◆ **Page**
%%

Cruise has hired a law firm to investigate how it responded to regulators, as its cars sit idle and questions grow about its C.E.O.’s expansion plans.

A parking lot full of orange and white Cruise vehicles behind a tall black fence.

By Tripp Mickle ,  Cade Metz and Yiwen Lu

Tripp Mickle, Cade Metz and Yiwen Lu have been reporting throughout the year on the rollout of robot taxis in San Francisco.

Two months ago, Kyle Vogt, the chief executive of Cruise, choked up as he recounted how a driver had killed a 4-year-old girl in a stroller at a San Francisco intersection. “It barely made the news,” he said, pausing to collect himself. “Sorry. I get emotional.”

To make streets safer, he said in an interview, cities should embrace self-driving cars like those designed by Cruise, a subsidiary of General Motors. They do not get distracted, drowsy or drunk, he said, and being programmed to put safety first meant they could substantially reduce car-related fatalities.

Now Mr. Vogt’s driverless car company faces its own safety concerns as he contends with angry regulators, anxious employees, and skepticism about his management and the viability of a business that he has often said will save lives while generating billions of dollars.

On Oct. 2, a car hit a woman in a San Francisco intersection and flung her into the path of one of Cruise’s driverless taxis . The Cruise car ran over her, briefly stopped and then dragged her some 20 feet before pulling to the curb, causing severe injuries.

California’s Department of Motor Vehicles last week accused Cruise of omitting the dragging of the woman from a video of the incident it initially provided to the agency. The D.M.V. said the company had “misrepresented” its technology and told Cruise to shut down its driverless car operations in the state.

Two days later, Cruise went further and voluntarily suspended all of its driverless operations around the country, taking 400 or so driverless cars off the road. Since then, Cruise’s board has hired the law firm Quinn Emanuel to investigate the company’s response to the incident, including its interactions with regulators, law enforcement and the media.

The board plans to evaluate the findings and any recommended changes. Exponent, a consulting firm that evaluates complex software systems, is conducting a separate review of the crash, said two people who attended a companywide meeting at Cruise on Monday.

Cruise employees worry that there is no easy way to fix the company’s problems, said five former and current employees and business partners, while its rivals fear Cruise’s issues could lead to tougher driverless car rules for all of them.

%%

Print the stretch of the Cruise article from "Tripp Mickle, Cade" through "reduce car-related fatalities.", word for word.

◆ **Extracted entries**
%%

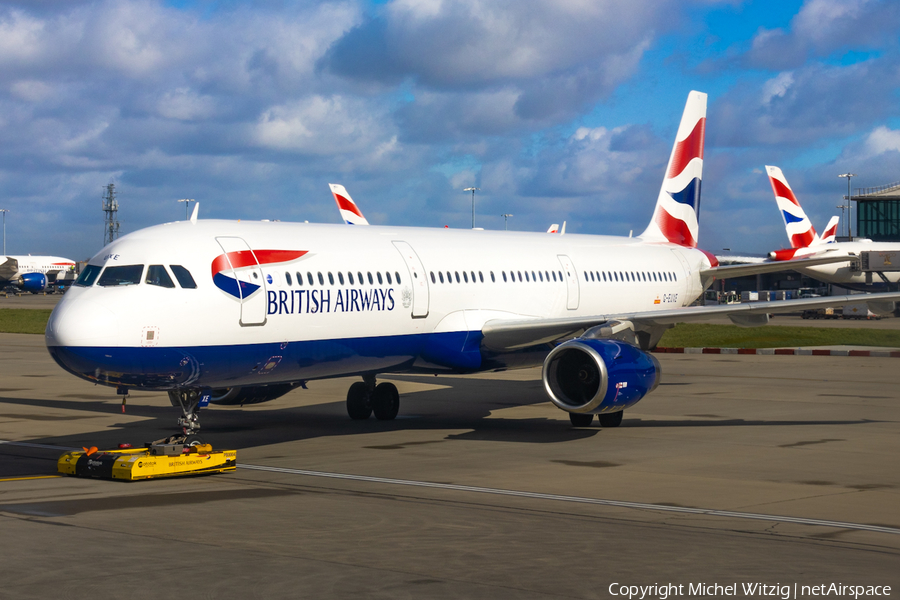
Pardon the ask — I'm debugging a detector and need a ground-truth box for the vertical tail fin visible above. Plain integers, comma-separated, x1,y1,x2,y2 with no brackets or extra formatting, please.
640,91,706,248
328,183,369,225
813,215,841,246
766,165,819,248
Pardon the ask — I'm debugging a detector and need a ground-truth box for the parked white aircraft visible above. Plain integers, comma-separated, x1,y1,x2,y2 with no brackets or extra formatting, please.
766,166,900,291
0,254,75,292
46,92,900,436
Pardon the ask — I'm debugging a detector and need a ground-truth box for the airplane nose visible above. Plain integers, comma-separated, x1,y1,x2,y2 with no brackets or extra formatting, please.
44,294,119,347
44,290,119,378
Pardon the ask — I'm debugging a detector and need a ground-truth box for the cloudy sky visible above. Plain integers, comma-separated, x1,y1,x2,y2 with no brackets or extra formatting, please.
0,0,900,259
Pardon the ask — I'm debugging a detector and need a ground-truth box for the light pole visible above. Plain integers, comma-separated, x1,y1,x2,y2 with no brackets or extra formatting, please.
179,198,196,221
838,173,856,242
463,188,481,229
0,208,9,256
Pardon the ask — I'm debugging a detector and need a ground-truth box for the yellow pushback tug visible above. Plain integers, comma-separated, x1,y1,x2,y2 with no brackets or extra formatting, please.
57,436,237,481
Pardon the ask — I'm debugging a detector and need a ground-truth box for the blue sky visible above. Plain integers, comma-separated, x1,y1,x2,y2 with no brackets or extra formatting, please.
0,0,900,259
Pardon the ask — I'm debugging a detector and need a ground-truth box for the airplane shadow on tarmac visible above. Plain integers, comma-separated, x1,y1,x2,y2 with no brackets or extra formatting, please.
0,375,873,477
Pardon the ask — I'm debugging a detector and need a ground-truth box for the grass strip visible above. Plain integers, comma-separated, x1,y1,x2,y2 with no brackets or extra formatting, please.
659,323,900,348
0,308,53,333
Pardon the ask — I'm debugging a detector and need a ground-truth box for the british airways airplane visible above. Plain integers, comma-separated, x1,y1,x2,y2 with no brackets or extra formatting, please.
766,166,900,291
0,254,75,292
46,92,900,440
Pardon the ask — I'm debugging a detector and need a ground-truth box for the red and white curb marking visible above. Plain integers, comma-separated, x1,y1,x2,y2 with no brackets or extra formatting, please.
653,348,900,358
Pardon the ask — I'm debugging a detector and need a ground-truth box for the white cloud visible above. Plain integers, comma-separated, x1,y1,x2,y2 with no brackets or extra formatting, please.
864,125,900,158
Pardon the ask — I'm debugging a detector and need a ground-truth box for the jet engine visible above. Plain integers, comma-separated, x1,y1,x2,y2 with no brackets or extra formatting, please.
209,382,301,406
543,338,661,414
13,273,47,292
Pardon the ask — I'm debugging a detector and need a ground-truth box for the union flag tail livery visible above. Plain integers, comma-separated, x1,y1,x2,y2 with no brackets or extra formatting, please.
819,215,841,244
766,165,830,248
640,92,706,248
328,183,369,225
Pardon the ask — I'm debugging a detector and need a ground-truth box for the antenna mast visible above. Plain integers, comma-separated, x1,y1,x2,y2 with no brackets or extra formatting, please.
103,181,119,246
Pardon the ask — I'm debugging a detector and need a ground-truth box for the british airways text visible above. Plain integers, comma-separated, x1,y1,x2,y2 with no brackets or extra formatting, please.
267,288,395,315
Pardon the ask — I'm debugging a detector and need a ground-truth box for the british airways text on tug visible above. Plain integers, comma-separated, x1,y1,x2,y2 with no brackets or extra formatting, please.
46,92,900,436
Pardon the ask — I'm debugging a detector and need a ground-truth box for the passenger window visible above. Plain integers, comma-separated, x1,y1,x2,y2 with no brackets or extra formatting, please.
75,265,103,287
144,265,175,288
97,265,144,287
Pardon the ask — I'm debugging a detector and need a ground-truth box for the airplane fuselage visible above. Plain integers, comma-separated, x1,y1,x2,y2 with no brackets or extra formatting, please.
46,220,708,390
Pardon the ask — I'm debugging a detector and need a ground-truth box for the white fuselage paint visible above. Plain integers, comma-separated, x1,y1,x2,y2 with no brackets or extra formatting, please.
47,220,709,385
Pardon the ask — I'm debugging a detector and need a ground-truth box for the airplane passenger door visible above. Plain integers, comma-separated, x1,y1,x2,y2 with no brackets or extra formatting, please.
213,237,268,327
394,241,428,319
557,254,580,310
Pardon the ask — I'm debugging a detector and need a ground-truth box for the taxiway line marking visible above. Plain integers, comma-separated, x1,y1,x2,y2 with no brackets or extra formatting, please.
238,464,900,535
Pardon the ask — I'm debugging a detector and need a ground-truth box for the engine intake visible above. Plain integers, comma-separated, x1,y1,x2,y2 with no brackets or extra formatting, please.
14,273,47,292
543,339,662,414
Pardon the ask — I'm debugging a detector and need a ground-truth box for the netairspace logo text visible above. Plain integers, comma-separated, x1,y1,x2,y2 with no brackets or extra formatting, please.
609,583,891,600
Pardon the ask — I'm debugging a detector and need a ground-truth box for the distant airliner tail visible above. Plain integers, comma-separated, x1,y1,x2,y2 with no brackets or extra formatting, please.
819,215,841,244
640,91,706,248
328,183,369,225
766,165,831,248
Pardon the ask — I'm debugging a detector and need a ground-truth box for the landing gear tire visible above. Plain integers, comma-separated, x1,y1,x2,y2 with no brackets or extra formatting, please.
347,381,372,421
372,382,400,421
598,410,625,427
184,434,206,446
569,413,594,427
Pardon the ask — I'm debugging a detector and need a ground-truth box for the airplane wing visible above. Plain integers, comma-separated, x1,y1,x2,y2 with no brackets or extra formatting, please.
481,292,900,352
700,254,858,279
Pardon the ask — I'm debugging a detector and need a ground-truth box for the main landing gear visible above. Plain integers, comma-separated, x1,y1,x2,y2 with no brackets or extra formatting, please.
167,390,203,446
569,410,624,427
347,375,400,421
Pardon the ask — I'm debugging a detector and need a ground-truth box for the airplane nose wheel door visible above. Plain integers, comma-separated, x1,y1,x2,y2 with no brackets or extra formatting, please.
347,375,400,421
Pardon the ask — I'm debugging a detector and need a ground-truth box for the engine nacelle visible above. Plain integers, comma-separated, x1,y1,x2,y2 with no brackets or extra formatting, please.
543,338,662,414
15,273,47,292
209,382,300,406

%%

◆ **Reply to the task**
Tripp Mickle, Cade Metz and Yiwen Lu have been reporting throughout the year on the rollout of robot taxis in San Francisco.

Two months ago, Kyle Vogt, the chief executive of Cruise, choked up as he recounted how a driver had killed a 4-year-old girl in a stroller at a San Francisco intersection. “It barely made the news,” he said, pausing to collect himself. “Sorry. I get emotional.”

To make streets safer, he said in an interview, cities should embrace self-driving cars like those designed by Cruise, a subsidiary of General Motors. They do not get distracted, drowsy or drunk, he said, and being programmed to put safety first meant they could substantially reduce car-related fatalities.